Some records
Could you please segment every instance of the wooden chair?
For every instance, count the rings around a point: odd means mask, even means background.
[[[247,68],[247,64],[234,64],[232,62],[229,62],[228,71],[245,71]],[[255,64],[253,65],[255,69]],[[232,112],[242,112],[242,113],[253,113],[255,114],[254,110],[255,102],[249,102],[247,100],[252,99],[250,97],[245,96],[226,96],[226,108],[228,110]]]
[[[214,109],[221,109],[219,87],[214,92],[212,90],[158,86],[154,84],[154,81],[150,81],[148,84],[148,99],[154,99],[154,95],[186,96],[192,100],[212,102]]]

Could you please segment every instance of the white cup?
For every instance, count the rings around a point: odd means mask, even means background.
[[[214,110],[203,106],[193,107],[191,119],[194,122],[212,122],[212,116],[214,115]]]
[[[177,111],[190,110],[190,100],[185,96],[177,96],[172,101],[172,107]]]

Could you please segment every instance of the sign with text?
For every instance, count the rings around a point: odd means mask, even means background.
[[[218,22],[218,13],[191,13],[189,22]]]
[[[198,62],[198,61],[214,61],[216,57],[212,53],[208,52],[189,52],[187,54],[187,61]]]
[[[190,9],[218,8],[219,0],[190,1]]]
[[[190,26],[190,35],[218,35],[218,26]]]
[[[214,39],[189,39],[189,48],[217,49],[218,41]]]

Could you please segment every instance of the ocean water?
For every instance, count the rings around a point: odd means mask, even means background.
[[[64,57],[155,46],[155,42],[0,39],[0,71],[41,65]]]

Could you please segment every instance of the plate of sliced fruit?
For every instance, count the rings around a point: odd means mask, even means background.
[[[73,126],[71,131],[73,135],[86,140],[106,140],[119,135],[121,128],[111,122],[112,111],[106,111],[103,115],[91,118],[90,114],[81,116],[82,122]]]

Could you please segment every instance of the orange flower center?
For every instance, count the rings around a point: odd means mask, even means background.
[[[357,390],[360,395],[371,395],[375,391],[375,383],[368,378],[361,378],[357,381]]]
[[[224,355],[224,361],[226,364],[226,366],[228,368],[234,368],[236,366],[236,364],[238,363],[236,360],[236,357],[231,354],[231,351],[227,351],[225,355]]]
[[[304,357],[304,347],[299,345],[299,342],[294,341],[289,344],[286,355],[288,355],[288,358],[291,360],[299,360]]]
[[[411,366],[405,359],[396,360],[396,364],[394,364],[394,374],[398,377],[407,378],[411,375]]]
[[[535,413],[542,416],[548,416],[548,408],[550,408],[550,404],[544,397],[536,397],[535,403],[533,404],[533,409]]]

The request
Could you express the data as a numbered list, starting at the line that contains "Could you please segment every instance of the white" and ending at the last line of the data, with blank lines dropped?

Exercise result
1. Could you please segment every instance of the white cup?
2. For every instance, count the rings around a point: odd means mask, even means background.
3. [[[214,110],[203,106],[193,107],[191,119],[194,122],[212,122],[212,116],[214,115]]]
4. [[[177,111],[190,110],[190,100],[185,96],[177,96],[172,101],[172,107]]]
5. Could you please segment every instance of the sign with text?
6. For every instance, count the rings around a point: odd means mask, even means background.
7. [[[218,22],[218,13],[191,13],[189,22]]]
8. [[[198,62],[198,61],[214,61],[216,57],[212,53],[208,52],[189,52],[187,54],[187,61]]]
9. [[[190,9],[218,8],[219,0],[190,1]]]
10. [[[190,26],[190,35],[218,35],[218,26]]]
11. [[[214,39],[189,39],[189,48],[217,49],[218,41]]]
12. Could you please segment every instance of the ocean water?
13. For every instance, count the rings around a point: odd means mask, even means background.
14. [[[64,57],[155,46],[155,42],[0,39],[0,71],[41,65]]]
15. Could you please segment every instance of the plate of sliced fruit?
16. For every instance, count the rings around a point: odd means mask, even means background.
17. [[[73,126],[71,131],[73,135],[86,140],[106,140],[119,135],[121,128],[111,122],[112,111],[106,111],[103,115],[91,118],[90,114],[81,116],[82,122]]]
18. Could you please segment every instance of the orange flower center?
19. For every instance, count the rings around a point: odd means mask, even means background.
20. [[[357,390],[360,395],[371,395],[375,391],[375,383],[368,378],[361,378],[357,381]]]
21. [[[224,355],[224,361],[226,364],[226,366],[228,368],[234,368],[236,366],[236,364],[238,363],[236,360],[236,357],[231,354],[231,351],[227,351],[225,355]]]
22. [[[304,357],[304,347],[299,345],[299,342],[294,341],[289,344],[286,355],[288,355],[288,358],[291,360],[299,360]]]
23. [[[411,366],[405,359],[396,360],[396,364],[394,364],[394,374],[398,377],[407,378],[411,375]]]
24. [[[535,413],[542,416],[548,416],[548,408],[550,408],[550,404],[544,397],[536,397],[535,403],[533,404],[533,409]]]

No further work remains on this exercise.